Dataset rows

▼▼▼

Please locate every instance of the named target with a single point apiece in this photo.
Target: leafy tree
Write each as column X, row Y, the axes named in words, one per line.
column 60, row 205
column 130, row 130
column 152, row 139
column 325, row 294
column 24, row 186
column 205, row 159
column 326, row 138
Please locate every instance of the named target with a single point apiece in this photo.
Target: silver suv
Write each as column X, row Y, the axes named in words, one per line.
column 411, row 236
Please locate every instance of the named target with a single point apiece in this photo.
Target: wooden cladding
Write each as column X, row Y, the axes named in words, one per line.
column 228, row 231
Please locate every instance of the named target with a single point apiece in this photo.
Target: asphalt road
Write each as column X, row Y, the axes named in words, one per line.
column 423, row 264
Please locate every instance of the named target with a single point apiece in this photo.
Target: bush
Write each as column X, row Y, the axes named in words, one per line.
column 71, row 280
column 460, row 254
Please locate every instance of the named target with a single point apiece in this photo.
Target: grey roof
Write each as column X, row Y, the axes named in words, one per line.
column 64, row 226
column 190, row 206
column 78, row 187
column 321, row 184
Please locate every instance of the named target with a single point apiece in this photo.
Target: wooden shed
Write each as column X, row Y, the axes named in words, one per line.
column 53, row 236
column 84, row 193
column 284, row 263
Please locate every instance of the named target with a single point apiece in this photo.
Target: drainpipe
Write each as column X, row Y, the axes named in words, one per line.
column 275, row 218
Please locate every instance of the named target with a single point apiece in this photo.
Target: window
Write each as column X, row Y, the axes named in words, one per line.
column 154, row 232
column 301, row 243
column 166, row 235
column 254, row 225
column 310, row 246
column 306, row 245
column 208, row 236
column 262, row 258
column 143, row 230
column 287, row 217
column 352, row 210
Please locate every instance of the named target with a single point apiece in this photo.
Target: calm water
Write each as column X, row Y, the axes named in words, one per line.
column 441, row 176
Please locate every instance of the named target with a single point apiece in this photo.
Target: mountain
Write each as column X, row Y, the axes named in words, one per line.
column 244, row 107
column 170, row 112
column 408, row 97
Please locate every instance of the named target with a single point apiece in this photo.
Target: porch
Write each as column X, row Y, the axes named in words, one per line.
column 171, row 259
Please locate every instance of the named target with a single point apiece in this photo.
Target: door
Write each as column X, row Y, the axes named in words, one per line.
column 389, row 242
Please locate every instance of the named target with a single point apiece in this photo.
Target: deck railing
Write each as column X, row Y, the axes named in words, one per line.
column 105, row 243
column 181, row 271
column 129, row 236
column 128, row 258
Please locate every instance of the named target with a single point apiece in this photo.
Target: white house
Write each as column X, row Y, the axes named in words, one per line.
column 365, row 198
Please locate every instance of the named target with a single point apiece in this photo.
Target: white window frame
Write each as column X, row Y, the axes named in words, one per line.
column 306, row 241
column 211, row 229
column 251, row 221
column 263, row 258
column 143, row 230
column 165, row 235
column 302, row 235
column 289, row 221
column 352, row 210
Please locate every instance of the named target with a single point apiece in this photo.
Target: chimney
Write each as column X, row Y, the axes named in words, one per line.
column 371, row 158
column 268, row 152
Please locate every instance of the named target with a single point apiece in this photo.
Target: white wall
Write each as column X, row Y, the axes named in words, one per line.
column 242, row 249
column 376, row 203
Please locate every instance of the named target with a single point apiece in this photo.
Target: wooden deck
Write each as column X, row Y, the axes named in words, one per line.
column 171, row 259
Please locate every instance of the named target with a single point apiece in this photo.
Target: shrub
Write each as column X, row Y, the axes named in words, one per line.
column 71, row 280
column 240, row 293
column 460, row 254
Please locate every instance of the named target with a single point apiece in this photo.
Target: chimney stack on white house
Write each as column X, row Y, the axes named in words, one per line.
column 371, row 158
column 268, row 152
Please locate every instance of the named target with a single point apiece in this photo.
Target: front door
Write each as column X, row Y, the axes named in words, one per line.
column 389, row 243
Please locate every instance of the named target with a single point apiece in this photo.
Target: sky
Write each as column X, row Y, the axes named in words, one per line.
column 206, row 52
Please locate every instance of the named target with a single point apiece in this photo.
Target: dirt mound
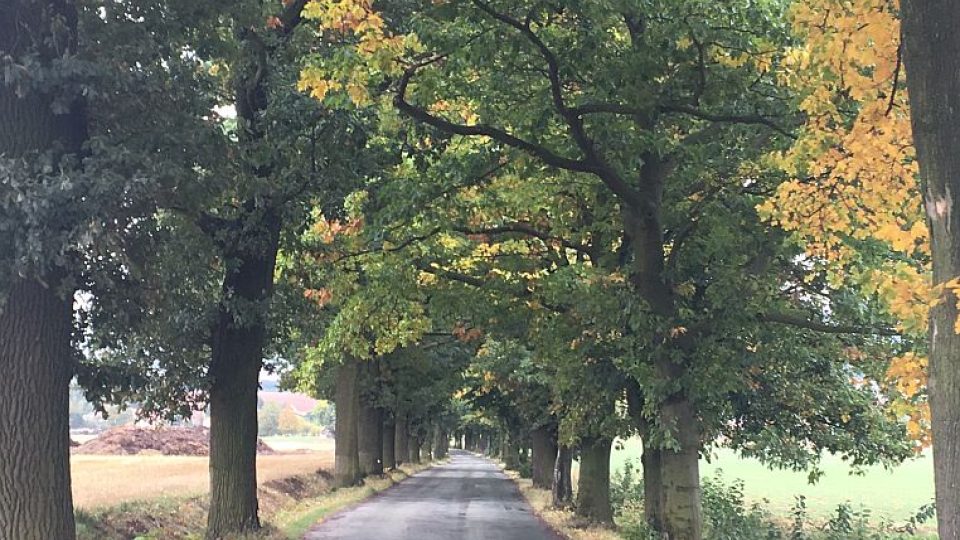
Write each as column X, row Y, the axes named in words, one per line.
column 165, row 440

▲▲▲
▼▼▼

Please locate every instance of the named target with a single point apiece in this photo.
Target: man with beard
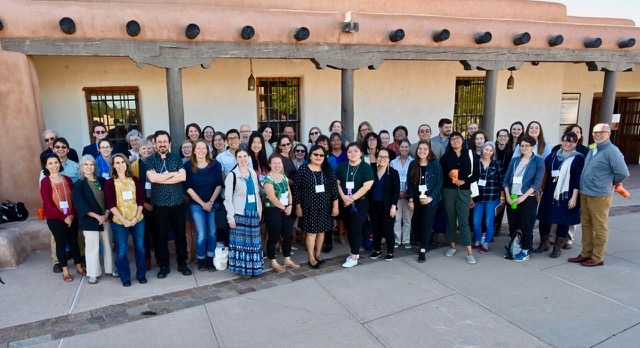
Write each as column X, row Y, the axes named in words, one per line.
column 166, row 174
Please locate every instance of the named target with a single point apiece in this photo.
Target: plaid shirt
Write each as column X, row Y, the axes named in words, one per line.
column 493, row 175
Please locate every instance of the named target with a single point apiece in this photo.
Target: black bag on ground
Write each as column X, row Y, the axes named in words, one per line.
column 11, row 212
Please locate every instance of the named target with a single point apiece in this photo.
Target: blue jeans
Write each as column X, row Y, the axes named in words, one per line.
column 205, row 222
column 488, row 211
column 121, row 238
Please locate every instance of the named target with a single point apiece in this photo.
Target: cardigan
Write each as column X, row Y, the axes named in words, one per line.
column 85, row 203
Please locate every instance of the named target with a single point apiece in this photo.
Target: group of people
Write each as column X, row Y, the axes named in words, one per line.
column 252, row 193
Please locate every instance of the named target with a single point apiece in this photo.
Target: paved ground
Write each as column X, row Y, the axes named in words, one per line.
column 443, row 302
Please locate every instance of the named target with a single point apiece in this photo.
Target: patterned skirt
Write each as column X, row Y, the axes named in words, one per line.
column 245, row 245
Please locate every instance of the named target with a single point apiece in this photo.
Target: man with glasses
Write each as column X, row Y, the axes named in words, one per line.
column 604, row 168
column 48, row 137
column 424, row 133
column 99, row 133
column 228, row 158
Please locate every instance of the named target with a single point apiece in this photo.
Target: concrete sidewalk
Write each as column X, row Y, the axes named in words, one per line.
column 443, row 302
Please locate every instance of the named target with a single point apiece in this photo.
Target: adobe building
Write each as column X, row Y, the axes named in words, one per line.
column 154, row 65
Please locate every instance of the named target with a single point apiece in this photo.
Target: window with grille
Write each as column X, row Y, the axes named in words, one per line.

▲▲▲

EXERCISE PROMPT
Show every line of the data above that contains the string "ground", treating uppercase and lowercase as different.

ANSWER TO THIS TASK
Target: black bag on ground
Target: paved ground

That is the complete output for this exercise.